**SEGMENTO DEL DOCUMENTO**:
______

All’udire queste cose, tutti nella sinagoga si riempirono di sdegno. Si alzarono e lo cacciarono fuori della città e lo condussero fin sul ciglio del monte, sul quale era costruita la loro città, per gettarlo giù. Ma egli, passando in mezzo a loro, si mise in cammino. Lc 4,24-30

Gesù si mette in cammino passando in mezzo a loro. Non ha paura della reazione irritata dei suoi concittadini. Ha detto la verità: molto spesso non siamo capaci di guardare con occhi nuovi chi ci sta intorno, chi pensiamo di conoscere. Ma questa verità è insopportabile anche se suffragata da esempi concreti presi dalla storia di Israele. Purtroppo ci si abitua alla salvezza, si pensa di essere immuni dalla conversione che, anche noi oggi, crediamo riguardi sempre e solo gli altri. Gesù, però, non teme la reazione dura dei suoi familiari ma, con decisione, continua il suo cammino. Può succedere anche a noi di trovare incomprensioni e derisione dalle persone che non capiscono le nostre scelte di fede. Non siamo soli, ma se è la fede a procurarci incomprensione e non il nostro brutto carattere, siamo nella linea che ha voluto il maestro. Come lui impariamo a tirare diritto, a passare in mezzo alle critiche e alle incomprensioni che ci giungono, talvolta, anche dai compagni di fede, e proseguiamo sulla strada del discepolato senza paura, senza tentennamenti. E noi per primi impariamo a riconoscere la profezia intorno a noi!

______

**COMPITO 1**: Elenca le azioni che, secondo il segmento del documento, compiono tutti quelli che erano nella sinagoga dopo aver udito queste cose.
**COMPITO 2**: Secondo il segmento del documento, da dove sono presi gli esempi concreti che suffragano la verità detta da Gesù?

______

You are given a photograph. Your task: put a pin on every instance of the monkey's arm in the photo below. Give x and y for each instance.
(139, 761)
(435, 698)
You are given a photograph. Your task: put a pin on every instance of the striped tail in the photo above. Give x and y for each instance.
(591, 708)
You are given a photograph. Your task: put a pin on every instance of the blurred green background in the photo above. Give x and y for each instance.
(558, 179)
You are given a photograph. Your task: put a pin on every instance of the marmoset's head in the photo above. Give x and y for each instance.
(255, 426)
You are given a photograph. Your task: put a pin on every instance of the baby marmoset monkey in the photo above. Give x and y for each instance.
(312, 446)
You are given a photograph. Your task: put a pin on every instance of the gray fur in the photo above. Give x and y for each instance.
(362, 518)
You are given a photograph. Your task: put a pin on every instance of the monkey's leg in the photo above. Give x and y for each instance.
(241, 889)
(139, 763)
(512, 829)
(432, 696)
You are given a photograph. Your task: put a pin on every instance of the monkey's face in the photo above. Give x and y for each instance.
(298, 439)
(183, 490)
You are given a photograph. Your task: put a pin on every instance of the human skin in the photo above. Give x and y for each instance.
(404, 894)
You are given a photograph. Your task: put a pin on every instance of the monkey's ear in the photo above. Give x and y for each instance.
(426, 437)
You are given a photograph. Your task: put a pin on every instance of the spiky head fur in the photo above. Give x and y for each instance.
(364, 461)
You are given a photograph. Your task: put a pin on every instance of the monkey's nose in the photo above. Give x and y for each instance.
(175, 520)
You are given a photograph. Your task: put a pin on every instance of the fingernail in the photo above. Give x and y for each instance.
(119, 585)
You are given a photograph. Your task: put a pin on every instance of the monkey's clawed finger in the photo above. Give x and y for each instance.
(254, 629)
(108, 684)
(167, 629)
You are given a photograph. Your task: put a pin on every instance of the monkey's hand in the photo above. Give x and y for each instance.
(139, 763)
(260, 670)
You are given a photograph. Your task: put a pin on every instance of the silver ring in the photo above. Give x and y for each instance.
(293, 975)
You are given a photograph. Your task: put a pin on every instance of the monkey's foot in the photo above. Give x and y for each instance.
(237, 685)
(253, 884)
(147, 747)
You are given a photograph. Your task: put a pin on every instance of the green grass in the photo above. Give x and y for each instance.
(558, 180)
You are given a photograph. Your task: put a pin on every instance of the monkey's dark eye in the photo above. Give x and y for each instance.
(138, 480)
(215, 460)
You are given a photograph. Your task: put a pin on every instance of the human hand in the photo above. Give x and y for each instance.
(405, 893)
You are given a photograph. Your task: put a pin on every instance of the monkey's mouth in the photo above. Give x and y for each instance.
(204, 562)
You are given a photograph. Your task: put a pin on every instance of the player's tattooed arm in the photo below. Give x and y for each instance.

______

**RISPOSTA CORRETTA 1**:
- Si riempirono di sdegno.
- Si alzarono.
- Lo cacciarono fuori della città.
- Lo condussero fin sul ciglio del monte.

**RISPOSTA CORRETTA 2**: Gli esempi concreti sono presi dalla storia di Israele.